Activity 1
According to the article on patient-reported outcomes in schizophrenia, in what share of participants were identical SWNS total scores observed?
Activity 2
Reproduce the passage of the article on patient-reported outcomes in schizophrenia from "It is well documented" up to and including "these self-ratings measures.".

Text provided
It is well documented that cognitive deficits in patients diagnosed with schizophrenia extend across several domains of executive function. In addition to a combination of positive (hallucinations, delusions) and negative (apathy, low motivation, “flat affect”) symptoms, many affected individuals also experience cognitive symptoms such as impaired learning and memory, attention, and cognitive flexibility.
Patient-reported outcomes play a significant role in clinical research in patients diagnosed with schizophrenia, but diminished cognitive function and poor self-recognition performance may indeed limit the capacity of the affected persons to perform on these self-ratings measures.
Researchers at the University of Toronto and the Keio University School of Medicine in Tokyo examined test-retest reliability of patient-reported outcomes measures in 50 outpatient study participants who were diagnosed with schizophrenia or schizoaffective disorder. Subjective well-being was assessed by using the Subjective Well-being under Neuroleptics scale-Short form (SWNS). The findings indicate that poor reliability of patient-ratings on subjective well-being is associated with cognitive impairment and disorganization, even when the ratings were performed back to back. This research was published in Psychiatry Research.
Although the participants showed adequate subjective well-being (ie, the mean SWNS total scores were above 80 at baseline and at the second measure), the identical total scores were observed in only 8% of individuals. A difference of >10 points on a total score was observed in 16% of patients. “A 10 point score change is regarded as clinically meaningful in subjective well-being,” according to the authors. It is important to note that differences of this magnitude were observed when the two tests were administered “at essentially the same time.” Only 22% of patients scored within a 1 point score difference between the two ratings on all 20 items of SWNS.

(Saved entries)
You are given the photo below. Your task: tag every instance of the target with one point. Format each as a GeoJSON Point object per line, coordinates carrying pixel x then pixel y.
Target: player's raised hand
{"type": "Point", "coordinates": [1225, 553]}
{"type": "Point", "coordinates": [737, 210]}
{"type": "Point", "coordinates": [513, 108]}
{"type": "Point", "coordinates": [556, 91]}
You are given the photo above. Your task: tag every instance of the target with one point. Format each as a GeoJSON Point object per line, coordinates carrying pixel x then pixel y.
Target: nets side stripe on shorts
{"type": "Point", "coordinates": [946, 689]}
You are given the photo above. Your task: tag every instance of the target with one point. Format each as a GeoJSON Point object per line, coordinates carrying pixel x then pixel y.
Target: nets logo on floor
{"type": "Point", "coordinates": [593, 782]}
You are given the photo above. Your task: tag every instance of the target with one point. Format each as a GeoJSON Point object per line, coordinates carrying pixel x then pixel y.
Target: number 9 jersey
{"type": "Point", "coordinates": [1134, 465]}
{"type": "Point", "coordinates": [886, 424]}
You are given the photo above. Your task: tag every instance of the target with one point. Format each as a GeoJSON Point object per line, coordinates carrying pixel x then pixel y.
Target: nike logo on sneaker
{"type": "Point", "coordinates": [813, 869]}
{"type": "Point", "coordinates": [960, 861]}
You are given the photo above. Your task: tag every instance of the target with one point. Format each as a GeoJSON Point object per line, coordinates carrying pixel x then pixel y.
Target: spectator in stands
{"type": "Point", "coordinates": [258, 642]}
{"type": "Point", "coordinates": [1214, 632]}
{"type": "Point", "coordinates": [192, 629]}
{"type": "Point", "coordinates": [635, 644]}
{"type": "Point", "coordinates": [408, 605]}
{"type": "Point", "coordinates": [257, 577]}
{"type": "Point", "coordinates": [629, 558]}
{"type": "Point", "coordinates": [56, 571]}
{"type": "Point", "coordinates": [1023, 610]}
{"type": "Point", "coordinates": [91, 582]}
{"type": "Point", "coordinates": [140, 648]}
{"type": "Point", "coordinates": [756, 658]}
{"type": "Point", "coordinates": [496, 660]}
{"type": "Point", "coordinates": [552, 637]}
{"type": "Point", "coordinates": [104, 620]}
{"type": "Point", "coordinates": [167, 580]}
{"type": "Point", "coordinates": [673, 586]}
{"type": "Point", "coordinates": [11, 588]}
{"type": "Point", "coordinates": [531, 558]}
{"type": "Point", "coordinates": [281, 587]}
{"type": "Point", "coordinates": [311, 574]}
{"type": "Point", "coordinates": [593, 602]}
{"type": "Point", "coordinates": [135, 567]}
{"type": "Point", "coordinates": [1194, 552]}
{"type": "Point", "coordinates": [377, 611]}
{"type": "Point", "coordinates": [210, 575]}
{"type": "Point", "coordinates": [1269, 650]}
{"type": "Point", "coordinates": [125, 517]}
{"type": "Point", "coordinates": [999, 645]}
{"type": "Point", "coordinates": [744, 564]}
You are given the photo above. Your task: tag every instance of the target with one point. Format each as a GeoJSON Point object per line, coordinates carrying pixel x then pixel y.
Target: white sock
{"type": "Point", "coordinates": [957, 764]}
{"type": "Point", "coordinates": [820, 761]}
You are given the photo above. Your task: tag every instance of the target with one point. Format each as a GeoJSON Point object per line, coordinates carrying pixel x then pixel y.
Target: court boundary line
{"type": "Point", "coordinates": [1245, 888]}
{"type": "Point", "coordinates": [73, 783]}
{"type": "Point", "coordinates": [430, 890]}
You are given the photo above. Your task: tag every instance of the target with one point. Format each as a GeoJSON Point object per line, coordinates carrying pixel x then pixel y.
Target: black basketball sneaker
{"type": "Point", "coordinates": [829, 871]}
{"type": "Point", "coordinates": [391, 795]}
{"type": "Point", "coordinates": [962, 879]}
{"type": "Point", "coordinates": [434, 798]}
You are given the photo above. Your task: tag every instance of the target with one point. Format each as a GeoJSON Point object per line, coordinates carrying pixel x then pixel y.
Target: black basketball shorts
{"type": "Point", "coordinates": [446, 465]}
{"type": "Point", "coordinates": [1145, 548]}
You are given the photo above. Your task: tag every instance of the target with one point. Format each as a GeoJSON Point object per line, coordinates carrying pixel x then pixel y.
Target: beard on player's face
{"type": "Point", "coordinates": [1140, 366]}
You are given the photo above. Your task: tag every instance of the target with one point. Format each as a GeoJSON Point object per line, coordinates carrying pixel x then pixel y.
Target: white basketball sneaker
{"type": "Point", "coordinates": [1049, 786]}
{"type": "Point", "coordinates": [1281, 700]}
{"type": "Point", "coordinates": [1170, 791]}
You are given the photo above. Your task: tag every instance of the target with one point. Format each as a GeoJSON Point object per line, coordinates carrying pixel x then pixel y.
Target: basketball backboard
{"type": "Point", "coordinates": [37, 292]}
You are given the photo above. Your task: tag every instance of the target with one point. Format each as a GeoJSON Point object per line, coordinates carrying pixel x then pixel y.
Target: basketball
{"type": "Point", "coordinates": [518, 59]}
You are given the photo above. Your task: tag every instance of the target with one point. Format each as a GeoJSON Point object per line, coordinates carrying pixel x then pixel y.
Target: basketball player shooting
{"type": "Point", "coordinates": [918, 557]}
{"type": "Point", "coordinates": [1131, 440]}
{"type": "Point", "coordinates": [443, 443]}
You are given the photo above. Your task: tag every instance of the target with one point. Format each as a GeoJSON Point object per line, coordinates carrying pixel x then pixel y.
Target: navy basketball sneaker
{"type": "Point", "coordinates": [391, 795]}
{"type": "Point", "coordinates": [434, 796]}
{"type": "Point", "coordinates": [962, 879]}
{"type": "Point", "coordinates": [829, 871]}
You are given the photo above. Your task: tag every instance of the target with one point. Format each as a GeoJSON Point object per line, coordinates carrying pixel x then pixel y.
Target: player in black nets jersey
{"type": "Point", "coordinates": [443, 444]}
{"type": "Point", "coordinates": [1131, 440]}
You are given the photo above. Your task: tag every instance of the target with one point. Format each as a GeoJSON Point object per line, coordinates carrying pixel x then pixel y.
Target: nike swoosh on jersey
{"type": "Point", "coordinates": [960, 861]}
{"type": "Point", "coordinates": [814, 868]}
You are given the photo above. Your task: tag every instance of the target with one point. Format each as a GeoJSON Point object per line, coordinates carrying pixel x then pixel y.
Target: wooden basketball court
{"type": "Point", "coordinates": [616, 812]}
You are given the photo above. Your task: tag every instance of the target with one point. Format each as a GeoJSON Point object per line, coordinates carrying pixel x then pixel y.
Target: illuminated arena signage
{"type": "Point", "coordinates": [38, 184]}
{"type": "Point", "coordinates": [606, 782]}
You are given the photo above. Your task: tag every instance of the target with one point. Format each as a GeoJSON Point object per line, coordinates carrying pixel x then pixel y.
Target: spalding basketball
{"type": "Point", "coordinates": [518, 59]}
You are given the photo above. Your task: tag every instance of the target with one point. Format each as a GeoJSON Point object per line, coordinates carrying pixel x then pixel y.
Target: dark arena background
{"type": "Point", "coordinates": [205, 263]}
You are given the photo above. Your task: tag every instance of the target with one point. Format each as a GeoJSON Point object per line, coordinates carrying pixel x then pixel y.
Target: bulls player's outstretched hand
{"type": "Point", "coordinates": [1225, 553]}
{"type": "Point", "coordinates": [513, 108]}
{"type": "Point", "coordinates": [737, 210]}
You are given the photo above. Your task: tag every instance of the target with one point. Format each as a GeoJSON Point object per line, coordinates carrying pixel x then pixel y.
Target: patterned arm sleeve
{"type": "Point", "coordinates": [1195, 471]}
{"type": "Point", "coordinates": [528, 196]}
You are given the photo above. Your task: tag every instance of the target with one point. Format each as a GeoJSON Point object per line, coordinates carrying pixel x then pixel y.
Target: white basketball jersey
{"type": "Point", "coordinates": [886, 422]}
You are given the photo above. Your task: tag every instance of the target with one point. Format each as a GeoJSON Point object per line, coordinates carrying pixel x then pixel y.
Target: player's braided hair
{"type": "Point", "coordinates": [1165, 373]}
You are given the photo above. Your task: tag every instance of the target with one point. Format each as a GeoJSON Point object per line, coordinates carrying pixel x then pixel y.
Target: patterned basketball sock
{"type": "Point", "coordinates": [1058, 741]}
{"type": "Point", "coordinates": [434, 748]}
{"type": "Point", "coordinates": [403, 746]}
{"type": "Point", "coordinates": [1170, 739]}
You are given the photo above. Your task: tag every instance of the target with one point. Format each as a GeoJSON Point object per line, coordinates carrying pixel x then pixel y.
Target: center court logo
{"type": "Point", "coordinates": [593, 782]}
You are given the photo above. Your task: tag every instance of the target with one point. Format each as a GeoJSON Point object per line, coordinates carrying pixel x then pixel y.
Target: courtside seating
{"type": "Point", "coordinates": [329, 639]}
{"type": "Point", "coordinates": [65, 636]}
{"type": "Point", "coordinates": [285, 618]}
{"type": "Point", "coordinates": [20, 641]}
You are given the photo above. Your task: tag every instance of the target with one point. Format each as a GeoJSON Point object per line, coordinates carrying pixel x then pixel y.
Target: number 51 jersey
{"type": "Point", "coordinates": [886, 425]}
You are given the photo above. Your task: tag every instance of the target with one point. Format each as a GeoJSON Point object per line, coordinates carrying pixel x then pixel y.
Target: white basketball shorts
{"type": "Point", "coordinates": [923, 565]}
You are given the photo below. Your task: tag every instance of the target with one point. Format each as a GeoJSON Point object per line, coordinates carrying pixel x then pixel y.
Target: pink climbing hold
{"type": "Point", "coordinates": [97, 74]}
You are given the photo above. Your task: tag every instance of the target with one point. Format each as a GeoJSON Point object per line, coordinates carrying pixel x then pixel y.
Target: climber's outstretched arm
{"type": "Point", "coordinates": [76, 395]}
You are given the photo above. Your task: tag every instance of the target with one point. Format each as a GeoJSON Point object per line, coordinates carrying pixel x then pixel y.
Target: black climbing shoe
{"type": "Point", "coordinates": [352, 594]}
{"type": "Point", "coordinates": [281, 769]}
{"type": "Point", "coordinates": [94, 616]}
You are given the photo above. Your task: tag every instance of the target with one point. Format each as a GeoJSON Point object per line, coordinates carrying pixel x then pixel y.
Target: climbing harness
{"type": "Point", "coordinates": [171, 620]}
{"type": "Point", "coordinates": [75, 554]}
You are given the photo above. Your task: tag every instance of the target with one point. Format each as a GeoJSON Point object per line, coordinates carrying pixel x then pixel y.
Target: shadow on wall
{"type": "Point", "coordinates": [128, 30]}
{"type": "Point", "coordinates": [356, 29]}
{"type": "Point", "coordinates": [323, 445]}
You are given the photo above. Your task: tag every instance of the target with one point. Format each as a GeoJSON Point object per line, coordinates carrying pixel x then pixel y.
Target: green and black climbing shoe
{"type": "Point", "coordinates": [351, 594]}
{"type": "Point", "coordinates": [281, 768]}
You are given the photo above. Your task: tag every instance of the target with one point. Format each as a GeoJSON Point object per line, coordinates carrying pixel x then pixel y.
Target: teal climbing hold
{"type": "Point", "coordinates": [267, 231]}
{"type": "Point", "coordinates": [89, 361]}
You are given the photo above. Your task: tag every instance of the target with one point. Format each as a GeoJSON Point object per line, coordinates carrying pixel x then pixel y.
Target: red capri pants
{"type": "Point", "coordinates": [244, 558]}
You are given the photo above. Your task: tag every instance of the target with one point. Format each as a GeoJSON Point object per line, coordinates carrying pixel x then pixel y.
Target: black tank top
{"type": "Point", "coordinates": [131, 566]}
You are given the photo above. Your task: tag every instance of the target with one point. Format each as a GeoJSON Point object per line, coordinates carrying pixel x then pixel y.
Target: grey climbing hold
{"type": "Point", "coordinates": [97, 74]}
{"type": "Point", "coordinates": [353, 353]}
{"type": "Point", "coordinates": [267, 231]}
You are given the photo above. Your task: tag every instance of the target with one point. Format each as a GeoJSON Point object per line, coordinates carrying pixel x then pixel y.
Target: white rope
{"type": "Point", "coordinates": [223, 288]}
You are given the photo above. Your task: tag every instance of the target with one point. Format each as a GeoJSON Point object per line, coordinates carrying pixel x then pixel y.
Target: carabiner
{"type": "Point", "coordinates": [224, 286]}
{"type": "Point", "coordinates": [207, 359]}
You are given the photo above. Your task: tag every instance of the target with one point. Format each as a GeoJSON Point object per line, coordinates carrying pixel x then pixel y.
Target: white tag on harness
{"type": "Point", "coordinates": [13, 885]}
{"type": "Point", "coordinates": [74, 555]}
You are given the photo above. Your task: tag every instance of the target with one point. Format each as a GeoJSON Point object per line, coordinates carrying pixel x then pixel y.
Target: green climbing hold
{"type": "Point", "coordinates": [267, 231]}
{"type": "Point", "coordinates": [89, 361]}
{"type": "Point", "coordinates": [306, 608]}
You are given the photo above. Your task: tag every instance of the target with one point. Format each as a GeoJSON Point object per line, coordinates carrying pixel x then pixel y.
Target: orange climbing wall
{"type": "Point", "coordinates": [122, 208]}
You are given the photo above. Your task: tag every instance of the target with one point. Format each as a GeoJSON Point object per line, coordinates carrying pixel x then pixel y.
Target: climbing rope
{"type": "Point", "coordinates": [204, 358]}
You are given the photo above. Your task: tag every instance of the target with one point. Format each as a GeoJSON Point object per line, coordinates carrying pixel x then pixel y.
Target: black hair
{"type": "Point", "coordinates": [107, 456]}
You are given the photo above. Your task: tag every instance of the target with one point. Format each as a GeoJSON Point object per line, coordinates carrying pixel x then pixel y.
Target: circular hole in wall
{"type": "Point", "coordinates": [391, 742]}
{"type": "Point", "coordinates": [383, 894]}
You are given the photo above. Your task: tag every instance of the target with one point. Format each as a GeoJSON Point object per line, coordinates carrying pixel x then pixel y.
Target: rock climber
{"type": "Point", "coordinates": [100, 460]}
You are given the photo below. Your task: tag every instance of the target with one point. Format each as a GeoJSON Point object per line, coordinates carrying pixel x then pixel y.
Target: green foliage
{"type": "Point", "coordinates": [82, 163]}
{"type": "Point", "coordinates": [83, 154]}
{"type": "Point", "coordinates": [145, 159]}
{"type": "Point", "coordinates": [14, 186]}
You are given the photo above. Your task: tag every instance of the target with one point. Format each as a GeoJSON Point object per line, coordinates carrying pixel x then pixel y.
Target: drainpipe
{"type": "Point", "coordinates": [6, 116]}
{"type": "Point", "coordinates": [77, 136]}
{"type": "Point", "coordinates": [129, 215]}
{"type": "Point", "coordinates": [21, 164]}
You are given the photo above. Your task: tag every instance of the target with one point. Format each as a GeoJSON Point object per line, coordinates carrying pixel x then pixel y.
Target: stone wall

Written answer 1
8%

Written answer 2
It is well documented that cognitive deficits in patients diagnosed with schizophrenia extend across several domains of executive function. In addition to a combination of positive (hallucinations, delusions) and negative (apathy, low motivation, “flat affect”) symptoms, many affected individuals also experience cognitive symptoms such as impaired learning and memory, attention, and cognitive flexibility.
Patient-reported outcomes play a significant role in clinical research in patients diagnosed with schizophrenia, but diminished cognitive function and poor self-recognition performance may indeed limit the capacity of the affected persons to perform on these self-ratings measures.